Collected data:
══════════════════════════════

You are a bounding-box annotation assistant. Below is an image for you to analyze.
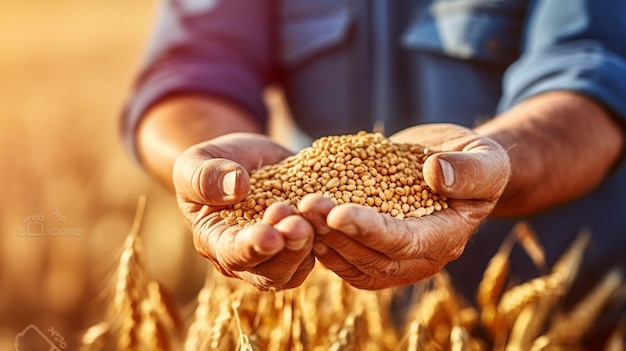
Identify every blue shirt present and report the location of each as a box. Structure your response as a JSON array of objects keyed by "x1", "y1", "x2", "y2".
[{"x1": 122, "y1": 0, "x2": 626, "y2": 325}]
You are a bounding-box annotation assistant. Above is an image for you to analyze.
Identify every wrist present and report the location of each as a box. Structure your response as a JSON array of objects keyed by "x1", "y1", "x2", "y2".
[
  {"x1": 136, "y1": 94, "x2": 263, "y2": 188},
  {"x1": 476, "y1": 91, "x2": 624, "y2": 217}
]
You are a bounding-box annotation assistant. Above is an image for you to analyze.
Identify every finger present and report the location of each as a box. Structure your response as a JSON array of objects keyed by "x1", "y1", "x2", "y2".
[
  {"x1": 173, "y1": 150, "x2": 250, "y2": 206},
  {"x1": 193, "y1": 209, "x2": 313, "y2": 282},
  {"x1": 298, "y1": 194, "x2": 335, "y2": 234},
  {"x1": 325, "y1": 204, "x2": 416, "y2": 257},
  {"x1": 280, "y1": 254, "x2": 316, "y2": 289},
  {"x1": 244, "y1": 215, "x2": 315, "y2": 288},
  {"x1": 216, "y1": 213, "x2": 313, "y2": 271},
  {"x1": 314, "y1": 232, "x2": 393, "y2": 278},
  {"x1": 326, "y1": 204, "x2": 469, "y2": 260},
  {"x1": 261, "y1": 202, "x2": 297, "y2": 226},
  {"x1": 239, "y1": 254, "x2": 315, "y2": 291},
  {"x1": 423, "y1": 144, "x2": 510, "y2": 201},
  {"x1": 313, "y1": 208, "x2": 417, "y2": 280},
  {"x1": 272, "y1": 212, "x2": 315, "y2": 251},
  {"x1": 314, "y1": 240, "x2": 437, "y2": 289},
  {"x1": 263, "y1": 202, "x2": 312, "y2": 250},
  {"x1": 192, "y1": 221, "x2": 284, "y2": 274},
  {"x1": 246, "y1": 253, "x2": 316, "y2": 290}
]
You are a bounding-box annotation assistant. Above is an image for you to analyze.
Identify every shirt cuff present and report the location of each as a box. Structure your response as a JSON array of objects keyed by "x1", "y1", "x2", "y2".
[
  {"x1": 498, "y1": 41, "x2": 626, "y2": 122},
  {"x1": 120, "y1": 61, "x2": 268, "y2": 162}
]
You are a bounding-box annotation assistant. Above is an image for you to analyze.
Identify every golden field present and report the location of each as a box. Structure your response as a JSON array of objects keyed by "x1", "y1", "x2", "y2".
[
  {"x1": 0, "y1": 0, "x2": 209, "y2": 347},
  {"x1": 0, "y1": 0, "x2": 303, "y2": 348}
]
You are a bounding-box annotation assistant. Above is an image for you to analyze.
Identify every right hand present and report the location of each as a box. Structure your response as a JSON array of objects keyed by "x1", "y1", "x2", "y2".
[
  {"x1": 172, "y1": 133, "x2": 316, "y2": 290},
  {"x1": 297, "y1": 124, "x2": 511, "y2": 289}
]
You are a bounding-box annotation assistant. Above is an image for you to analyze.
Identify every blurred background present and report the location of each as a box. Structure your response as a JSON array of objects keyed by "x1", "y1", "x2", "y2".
[{"x1": 0, "y1": 0, "x2": 263, "y2": 348}]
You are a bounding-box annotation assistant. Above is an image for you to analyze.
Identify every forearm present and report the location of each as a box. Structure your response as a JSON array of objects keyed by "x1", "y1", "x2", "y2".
[
  {"x1": 476, "y1": 91, "x2": 624, "y2": 216},
  {"x1": 136, "y1": 94, "x2": 264, "y2": 188}
]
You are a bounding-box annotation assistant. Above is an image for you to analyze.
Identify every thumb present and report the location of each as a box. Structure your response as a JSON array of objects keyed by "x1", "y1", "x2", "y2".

══════════════════════════════

Output the records above verbatim. Pictures stay out.

You are a bounding-box annotation assistant. Below is an image for you to analyze.
Identify every blue shirt present and report the location of each as a box. Structure your response as a JSON array of objects keyed by "x1", "y1", "x2", "y2".
[{"x1": 122, "y1": 0, "x2": 626, "y2": 325}]
You are a bounding-box annotation assistant. Above is an image for you to analyze.
Identify every wrist present and report the location of each as a box. Structure your response as a JSON array of objects keyed by "x1", "y1", "x2", "y2".
[
  {"x1": 136, "y1": 94, "x2": 263, "y2": 188},
  {"x1": 476, "y1": 91, "x2": 624, "y2": 217}
]
You are a bounding-box annotation assistant. Above is an image for you to analyze.
Identify every finger present and report the location of each as a box. Structure your response as a JSON array of objects keyed by "x1", "y1", "x2", "y2".
[
  {"x1": 173, "y1": 150, "x2": 250, "y2": 206},
  {"x1": 193, "y1": 209, "x2": 313, "y2": 282},
  {"x1": 298, "y1": 194, "x2": 335, "y2": 234},
  {"x1": 325, "y1": 204, "x2": 416, "y2": 257},
  {"x1": 280, "y1": 254, "x2": 316, "y2": 289},
  {"x1": 244, "y1": 215, "x2": 315, "y2": 288},
  {"x1": 216, "y1": 213, "x2": 313, "y2": 271},
  {"x1": 314, "y1": 232, "x2": 393, "y2": 278},
  {"x1": 326, "y1": 204, "x2": 469, "y2": 260},
  {"x1": 261, "y1": 202, "x2": 297, "y2": 226},
  {"x1": 239, "y1": 254, "x2": 315, "y2": 291},
  {"x1": 423, "y1": 144, "x2": 510, "y2": 201},
  {"x1": 313, "y1": 208, "x2": 417, "y2": 280},
  {"x1": 272, "y1": 212, "x2": 315, "y2": 251},
  {"x1": 314, "y1": 240, "x2": 437, "y2": 289},
  {"x1": 263, "y1": 202, "x2": 312, "y2": 250},
  {"x1": 192, "y1": 221, "x2": 284, "y2": 274},
  {"x1": 246, "y1": 253, "x2": 316, "y2": 290}
]
You are a bounding-box annotation assistant. Above is an image for you to analyze.
Identify every shirt cuff present and report the location of each as a box. Structure your response as a JSON array of objects keyed by "x1", "y1", "x2", "y2".
[
  {"x1": 498, "y1": 41, "x2": 626, "y2": 122},
  {"x1": 120, "y1": 61, "x2": 268, "y2": 162}
]
You are a bounding-box annotation assistant. Above is an image for you to analyze.
Identify every golden field present and report the location of each as a box. Structure your response as a JSON array of objects keyed by "x1", "y1", "x2", "y2".
[
  {"x1": 0, "y1": 0, "x2": 209, "y2": 347},
  {"x1": 0, "y1": 0, "x2": 303, "y2": 348}
]
You are a bounding-box annotation assistant. Above is an image for you to analyze.
Identify every right hand present and report the location of each as a box. Structure your response as a JSON array of objects keyed by "x1", "y1", "x2", "y2".
[
  {"x1": 172, "y1": 133, "x2": 316, "y2": 290},
  {"x1": 297, "y1": 124, "x2": 511, "y2": 289}
]
You are a bounding-box annotation assistant. Above is an image for you to analyze.
Identify every blurred background present and report the location of each as a box. Structure your response as a JSON array of objects keyed by "x1", "y1", "x2", "y2".
[{"x1": 0, "y1": 0, "x2": 263, "y2": 348}]
You are a bounding-box annotation assistant. Above is an image for you to analyze.
Identify every forearm present and report the location of each as a box. Structure your response as a JSON array of objects keyed by "x1", "y1", "x2", "y2".
[
  {"x1": 476, "y1": 91, "x2": 624, "y2": 216},
  {"x1": 136, "y1": 94, "x2": 264, "y2": 188}
]
You are a bounding-box annotation assistant. Above is an image for you to analyze.
Identify every thumb present and report the location of each as a box. Structure your response as a JSON array of objects keyed by "x1", "y1", "x2", "y2".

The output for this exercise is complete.